*** Records provided ***

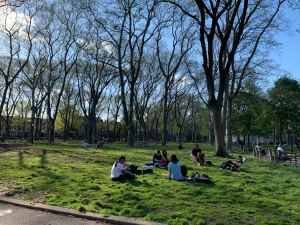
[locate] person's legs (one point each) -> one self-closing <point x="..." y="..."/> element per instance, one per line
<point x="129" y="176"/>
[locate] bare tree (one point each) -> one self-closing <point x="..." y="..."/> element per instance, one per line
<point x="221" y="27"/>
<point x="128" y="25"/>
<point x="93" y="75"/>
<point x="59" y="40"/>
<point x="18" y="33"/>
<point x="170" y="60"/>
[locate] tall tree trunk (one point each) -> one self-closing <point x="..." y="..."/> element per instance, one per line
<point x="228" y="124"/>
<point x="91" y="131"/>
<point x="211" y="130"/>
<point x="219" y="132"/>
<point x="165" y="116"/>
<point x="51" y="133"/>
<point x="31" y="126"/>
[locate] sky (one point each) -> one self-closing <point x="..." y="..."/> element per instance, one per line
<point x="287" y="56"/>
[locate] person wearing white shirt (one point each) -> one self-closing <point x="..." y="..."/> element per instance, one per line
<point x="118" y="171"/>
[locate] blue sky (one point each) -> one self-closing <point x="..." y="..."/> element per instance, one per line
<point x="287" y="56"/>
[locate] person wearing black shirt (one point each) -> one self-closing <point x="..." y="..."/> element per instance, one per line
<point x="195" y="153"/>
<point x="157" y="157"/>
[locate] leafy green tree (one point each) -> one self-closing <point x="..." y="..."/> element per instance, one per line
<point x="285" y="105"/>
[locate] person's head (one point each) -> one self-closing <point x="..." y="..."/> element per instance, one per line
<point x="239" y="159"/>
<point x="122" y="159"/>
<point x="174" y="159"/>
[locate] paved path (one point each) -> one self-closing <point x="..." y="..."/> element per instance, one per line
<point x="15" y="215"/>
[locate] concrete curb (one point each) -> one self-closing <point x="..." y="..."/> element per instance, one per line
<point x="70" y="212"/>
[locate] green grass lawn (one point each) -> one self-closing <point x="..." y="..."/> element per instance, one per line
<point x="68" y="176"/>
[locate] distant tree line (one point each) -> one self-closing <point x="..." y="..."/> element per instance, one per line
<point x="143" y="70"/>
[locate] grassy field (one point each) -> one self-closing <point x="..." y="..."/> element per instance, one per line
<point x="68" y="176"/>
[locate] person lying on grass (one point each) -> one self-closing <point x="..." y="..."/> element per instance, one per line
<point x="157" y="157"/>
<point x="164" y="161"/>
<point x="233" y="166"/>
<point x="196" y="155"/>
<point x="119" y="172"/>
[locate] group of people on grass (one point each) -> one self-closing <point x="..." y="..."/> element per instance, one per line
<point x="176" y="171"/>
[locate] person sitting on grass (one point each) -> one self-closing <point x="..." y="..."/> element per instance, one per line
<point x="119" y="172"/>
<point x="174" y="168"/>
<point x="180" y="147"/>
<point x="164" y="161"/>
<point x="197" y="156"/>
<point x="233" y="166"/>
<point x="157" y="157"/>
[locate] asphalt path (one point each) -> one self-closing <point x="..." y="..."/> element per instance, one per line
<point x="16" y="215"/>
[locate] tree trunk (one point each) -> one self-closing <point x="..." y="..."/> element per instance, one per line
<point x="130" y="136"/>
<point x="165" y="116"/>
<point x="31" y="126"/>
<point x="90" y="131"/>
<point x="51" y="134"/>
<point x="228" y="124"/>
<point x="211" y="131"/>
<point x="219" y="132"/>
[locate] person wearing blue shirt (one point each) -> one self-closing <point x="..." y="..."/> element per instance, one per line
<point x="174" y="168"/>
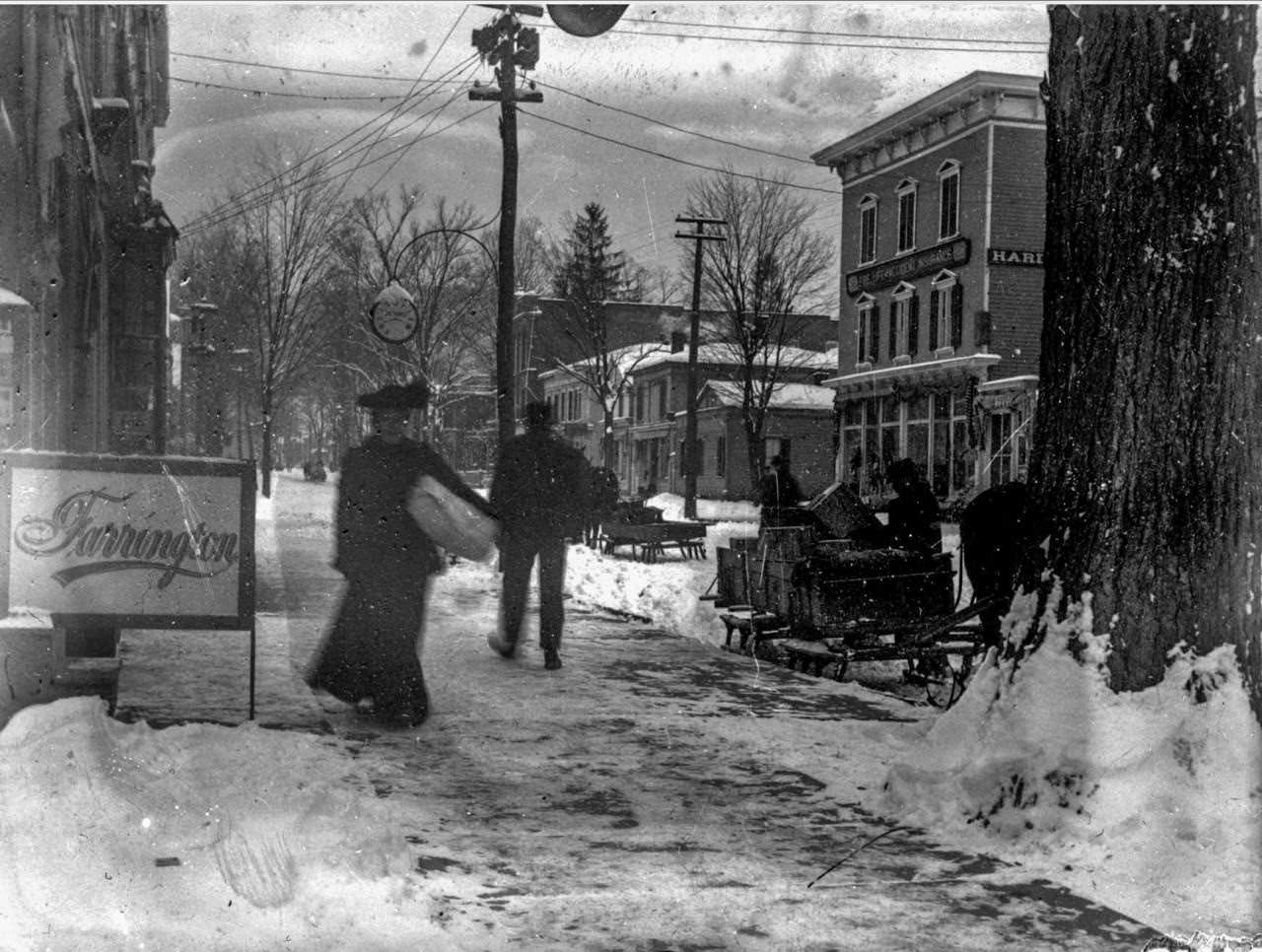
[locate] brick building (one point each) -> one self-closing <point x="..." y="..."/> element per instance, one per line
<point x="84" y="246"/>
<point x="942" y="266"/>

***
*** Records provided ***

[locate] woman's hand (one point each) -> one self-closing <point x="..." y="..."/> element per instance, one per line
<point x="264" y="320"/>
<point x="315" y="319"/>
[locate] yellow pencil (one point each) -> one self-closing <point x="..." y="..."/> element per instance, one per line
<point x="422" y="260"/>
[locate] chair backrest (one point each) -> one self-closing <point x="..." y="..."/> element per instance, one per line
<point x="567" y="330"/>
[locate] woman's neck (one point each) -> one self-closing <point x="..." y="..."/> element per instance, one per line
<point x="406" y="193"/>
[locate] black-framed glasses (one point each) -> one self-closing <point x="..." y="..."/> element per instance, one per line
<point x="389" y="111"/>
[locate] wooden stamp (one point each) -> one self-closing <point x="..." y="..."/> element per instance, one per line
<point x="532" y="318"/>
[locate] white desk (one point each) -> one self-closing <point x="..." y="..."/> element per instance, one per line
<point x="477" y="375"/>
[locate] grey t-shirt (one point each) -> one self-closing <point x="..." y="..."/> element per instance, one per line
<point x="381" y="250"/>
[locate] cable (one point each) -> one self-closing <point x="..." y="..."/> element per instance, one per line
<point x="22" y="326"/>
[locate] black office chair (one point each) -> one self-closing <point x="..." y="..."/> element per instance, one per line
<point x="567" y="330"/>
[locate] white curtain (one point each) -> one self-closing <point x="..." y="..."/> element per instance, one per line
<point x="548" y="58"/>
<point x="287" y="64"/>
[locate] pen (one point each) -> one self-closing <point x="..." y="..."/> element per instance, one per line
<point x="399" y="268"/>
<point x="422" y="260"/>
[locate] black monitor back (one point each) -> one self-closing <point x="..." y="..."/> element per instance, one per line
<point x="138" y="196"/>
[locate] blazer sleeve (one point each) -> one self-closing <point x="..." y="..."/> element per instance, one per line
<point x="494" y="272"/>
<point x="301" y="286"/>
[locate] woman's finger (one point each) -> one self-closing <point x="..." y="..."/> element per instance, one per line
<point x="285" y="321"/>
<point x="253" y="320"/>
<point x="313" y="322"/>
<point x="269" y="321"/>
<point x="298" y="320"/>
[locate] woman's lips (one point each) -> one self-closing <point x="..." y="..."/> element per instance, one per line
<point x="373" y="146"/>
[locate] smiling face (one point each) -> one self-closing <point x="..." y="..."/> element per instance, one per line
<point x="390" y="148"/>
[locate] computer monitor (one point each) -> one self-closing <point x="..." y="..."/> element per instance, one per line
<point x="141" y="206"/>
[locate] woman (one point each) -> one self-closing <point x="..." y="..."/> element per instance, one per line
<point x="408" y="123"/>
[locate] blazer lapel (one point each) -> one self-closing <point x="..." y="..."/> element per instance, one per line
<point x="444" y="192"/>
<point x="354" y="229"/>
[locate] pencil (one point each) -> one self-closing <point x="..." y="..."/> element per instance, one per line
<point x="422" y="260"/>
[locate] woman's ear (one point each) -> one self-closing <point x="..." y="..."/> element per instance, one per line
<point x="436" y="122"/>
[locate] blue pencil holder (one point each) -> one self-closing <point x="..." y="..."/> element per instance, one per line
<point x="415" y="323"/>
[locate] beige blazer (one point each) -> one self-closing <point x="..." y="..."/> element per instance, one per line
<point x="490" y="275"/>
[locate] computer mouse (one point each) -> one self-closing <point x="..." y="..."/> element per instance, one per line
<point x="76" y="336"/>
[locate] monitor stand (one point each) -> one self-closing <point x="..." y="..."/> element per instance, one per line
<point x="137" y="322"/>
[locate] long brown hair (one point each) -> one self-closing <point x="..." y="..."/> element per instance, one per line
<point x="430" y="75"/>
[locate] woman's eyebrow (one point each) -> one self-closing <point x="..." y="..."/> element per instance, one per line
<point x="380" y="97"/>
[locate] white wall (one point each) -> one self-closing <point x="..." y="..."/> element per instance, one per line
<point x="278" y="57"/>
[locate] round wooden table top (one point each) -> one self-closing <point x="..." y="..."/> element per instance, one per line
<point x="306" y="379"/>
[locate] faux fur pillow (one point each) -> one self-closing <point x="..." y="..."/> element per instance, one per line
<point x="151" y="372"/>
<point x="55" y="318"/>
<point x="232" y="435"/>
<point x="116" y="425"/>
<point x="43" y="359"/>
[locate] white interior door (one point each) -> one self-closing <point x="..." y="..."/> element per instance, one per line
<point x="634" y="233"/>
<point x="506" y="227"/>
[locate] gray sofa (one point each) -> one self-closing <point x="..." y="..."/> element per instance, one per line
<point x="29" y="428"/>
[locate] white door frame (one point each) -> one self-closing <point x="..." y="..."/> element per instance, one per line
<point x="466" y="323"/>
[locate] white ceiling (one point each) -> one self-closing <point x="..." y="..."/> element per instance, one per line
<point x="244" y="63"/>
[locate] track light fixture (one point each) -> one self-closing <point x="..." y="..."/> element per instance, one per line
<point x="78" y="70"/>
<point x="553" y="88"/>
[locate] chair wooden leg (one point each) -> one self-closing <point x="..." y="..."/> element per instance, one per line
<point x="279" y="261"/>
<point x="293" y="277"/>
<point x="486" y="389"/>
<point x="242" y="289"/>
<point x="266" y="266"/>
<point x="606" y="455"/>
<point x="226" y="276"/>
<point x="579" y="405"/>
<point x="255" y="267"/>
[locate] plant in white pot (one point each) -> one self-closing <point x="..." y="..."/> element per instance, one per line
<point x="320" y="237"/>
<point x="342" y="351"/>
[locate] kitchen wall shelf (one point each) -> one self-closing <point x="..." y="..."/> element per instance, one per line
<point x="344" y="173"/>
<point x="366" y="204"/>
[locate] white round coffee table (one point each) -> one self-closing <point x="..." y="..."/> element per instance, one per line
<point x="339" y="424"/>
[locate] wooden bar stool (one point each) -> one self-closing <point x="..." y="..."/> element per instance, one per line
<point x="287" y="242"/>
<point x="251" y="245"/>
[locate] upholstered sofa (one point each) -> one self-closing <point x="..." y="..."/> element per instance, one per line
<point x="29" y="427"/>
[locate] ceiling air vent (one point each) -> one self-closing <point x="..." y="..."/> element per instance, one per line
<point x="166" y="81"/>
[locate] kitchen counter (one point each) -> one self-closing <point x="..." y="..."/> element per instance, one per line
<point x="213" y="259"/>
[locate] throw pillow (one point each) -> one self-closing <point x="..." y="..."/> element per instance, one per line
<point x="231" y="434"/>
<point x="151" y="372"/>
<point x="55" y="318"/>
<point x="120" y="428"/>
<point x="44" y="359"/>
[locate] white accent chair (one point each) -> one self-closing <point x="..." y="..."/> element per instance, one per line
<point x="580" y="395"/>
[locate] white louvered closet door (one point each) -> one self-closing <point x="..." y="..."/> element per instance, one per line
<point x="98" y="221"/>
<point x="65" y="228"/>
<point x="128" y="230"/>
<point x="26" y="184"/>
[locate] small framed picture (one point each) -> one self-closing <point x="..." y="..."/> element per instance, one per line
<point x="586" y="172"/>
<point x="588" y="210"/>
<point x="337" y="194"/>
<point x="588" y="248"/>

***

__Your goal__. Report every line of the records above that contains the word "monitor", copying each line in full.

__Task result__.
[locate] black monitor back (one point each) -> one self-closing <point x="..." y="..."/> element per instance, one per line
[locate] computer monitor (one point each) -> one self-closing <point x="..." y="..."/> element per instance, one per line
[locate] monitor stand (one point each) -> one self-closing <point x="..." y="..."/> element per instance, one per line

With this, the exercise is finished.